▸ **Stated goal**:
The complete listing should be restated exactly.

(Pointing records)
↓↓↓

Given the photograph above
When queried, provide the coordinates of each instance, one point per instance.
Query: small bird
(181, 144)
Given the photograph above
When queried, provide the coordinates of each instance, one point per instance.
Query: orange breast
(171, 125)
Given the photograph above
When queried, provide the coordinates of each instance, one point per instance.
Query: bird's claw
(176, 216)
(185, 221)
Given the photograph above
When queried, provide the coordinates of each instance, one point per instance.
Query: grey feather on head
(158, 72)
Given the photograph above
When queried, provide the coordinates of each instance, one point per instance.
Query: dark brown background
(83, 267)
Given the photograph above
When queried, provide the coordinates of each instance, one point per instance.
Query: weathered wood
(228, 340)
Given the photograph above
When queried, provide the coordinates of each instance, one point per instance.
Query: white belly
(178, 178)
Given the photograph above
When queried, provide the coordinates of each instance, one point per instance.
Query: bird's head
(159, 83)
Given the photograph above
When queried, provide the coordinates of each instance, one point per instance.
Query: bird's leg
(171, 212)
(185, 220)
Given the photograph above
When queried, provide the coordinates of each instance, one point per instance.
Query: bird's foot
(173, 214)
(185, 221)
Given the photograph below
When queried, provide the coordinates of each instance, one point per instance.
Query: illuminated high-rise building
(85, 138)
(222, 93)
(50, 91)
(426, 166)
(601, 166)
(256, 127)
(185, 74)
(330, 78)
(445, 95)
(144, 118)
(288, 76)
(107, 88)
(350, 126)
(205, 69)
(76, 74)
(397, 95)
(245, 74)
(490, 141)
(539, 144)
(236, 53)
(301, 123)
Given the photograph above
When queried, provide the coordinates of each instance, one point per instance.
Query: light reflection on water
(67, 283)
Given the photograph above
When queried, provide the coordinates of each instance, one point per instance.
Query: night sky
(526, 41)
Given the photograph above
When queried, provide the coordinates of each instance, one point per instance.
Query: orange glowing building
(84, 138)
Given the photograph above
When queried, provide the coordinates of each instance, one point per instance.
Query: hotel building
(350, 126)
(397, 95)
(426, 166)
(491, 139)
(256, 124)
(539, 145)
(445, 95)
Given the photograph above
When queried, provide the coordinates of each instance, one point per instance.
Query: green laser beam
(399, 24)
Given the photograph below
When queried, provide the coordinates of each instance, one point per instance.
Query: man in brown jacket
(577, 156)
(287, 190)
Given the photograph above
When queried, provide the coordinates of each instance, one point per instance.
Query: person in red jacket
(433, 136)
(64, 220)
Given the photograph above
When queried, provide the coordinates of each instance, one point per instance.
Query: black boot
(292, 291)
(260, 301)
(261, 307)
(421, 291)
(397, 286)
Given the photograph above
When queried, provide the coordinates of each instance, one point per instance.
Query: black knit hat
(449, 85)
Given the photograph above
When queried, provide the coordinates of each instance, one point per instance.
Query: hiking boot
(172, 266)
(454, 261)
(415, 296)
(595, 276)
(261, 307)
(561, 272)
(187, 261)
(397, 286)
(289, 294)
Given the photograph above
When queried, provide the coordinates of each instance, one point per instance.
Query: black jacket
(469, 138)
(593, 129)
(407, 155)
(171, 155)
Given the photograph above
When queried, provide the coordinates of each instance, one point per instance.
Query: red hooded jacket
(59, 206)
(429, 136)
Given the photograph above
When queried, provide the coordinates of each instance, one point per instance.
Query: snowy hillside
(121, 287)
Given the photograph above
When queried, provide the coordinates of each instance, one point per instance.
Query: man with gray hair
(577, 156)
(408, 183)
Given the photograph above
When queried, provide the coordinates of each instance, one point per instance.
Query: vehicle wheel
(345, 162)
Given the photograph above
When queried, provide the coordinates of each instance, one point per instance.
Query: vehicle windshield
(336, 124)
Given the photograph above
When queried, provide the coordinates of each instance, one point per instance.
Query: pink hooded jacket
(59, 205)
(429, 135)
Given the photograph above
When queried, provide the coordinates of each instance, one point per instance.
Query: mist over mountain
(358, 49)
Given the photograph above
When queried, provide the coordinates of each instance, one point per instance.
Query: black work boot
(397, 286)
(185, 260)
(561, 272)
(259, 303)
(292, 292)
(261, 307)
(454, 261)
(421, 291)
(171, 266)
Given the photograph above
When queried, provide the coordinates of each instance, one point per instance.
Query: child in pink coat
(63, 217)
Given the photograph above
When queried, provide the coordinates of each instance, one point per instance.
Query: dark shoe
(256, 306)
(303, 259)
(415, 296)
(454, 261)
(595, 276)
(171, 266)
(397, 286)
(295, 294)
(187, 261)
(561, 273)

↑↑↑

▸ **Final result**:
Given the photograph above
When queried, provide the coordinates of each instance, one point per instance.
Query: small bird
(181, 144)
Given the photograph above
When queried, provide the coordinates of each instance, one point per instance.
Query: orange breast
(171, 125)
Given the photograph above
When queried, provide the coordinates of each instance, one point per instance.
Query: bird's claw
(176, 216)
(185, 221)
Given the photograph above
When queried, provide the coordinates of each instance, one point per instance.
Query: grey feather on head
(158, 72)
Given the photograph above
When queried, provide the coordinates of each instance, one point per instance.
Query: dark brown background
(83, 267)
Given the photograph above
When queried, provide the coordinates of each instance, one point per instance.
Query: weathered wood
(228, 340)
Given the photograph above
When queried, provide the coordinates of each instance, one point per instance.
Query: white belly
(178, 178)
Given the photograph above
When queried, provide the coordinates of each instance, one point per instance.
Query: bird's head
(159, 83)
Given the photograph above
When queried, provide the coordinates of each instance, one point per instance.
Query: bird's leg
(171, 212)
(185, 220)
Given the photograph above
When queried, provide the coordinates of each instance, one point per instance.
Query: bird's foot
(173, 214)
(185, 221)
Given the photograph below
When queried, provide the coordinates of each instance, one point per instance.
Query: illuminated high-rise building
(85, 138)
(222, 93)
(50, 91)
(426, 166)
(601, 166)
(256, 127)
(185, 74)
(330, 78)
(445, 95)
(144, 118)
(288, 76)
(107, 88)
(350, 126)
(205, 69)
(76, 74)
(397, 95)
(245, 74)
(490, 141)
(539, 144)
(236, 53)
(301, 123)
Given the photograph above
When queried, provide the coordinates of each instance, one point per instance.
Query: light reflection on water
(67, 283)
Given the photograph above
When queried, provide the coordinates of each instance, one point per instance.
Query: night sky
(526, 41)
Given the photograph above
When queried, provide the coordinates of each instance, one point per instance.
Query: orange glowing building
(84, 138)
Given the photograph above
When queried, provide the coordinates of each instance, one point per instance.
Query: hotel building
(350, 126)
(397, 95)
(426, 166)
(491, 139)
(256, 124)
(539, 145)
(445, 95)
Given the photograph above
When queried, provide the coordinates of each instance, one point per instance.
Query: green laser beam
(399, 24)
Given the photograph below
When queried, provide the coordinates of each instance, one point per instance.
Query: man in brown jacket
(577, 156)
(287, 190)
Given the photograph above
When queried, provide the coordinates of each instance, one point per instance.
Query: person in red jacket
(433, 136)
(64, 220)
Given the photograph above
When queried, provide the coordinates of each instance, one point per instance.
Query: black boot
(292, 291)
(260, 301)
(261, 307)
(421, 291)
(397, 286)
Given the photograph above
When queried, provide the coordinates of each instance, one point per instance.
Query: black knit hat
(449, 85)
Given the photograph above
When queried, provide the coordinates of each instance, one point per instance.
Query: hiking boot
(172, 266)
(454, 261)
(415, 296)
(595, 276)
(261, 307)
(561, 272)
(187, 261)
(397, 286)
(289, 294)
Given the photograph above
When queried, provide the coordinates of each instance, one point per instance.
Query: black jacket
(469, 138)
(593, 129)
(407, 155)
(171, 155)
Given the photograph above
When queried, provide the coordinates of each instance, one point per instance.
Query: red hooded jacket
(59, 206)
(429, 136)
Given the photograph above
When queried, provide the coordinates of each instance, one point per instance.
Query: snowy hillside
(121, 287)
Given the photograph above
When queried, provide the coordinates of each instance, one point per instance.
Query: man with gray hair
(577, 156)
(408, 183)
Given the photograph above
When queried, provide the coordinates of each instance, one point per instance.
Query: vehicle wheel
(345, 162)
Given the photograph above
When queried, provide the coordinates of each instance, one point per instance.
Query: vehicle windshield
(336, 124)
Given the photograph above
When queried, provide the coordinates of each instance, one point per instance.
Query: pink hooded jacket
(59, 205)
(429, 135)
Given the photograph above
When queried, provide the coordinates of each instance, one point per instance.
Query: mist over mountain
(358, 49)
Given the photograph above
When queried, provide the coordinates of each instance, one point per instance.
Query: black work boot
(397, 286)
(185, 260)
(561, 272)
(259, 303)
(292, 292)
(261, 307)
(454, 261)
(421, 291)
(171, 266)
Given the photograph above
When queried, provide the coordinates of each instance, one point per instance.
Query: child in pink coat
(63, 217)
Given the photograph above
When queried, provide the coordinates of each instance, one point per instance.
Query: dark shoe
(256, 306)
(303, 259)
(415, 296)
(454, 261)
(595, 276)
(171, 266)
(397, 286)
(295, 294)
(187, 261)
(561, 273)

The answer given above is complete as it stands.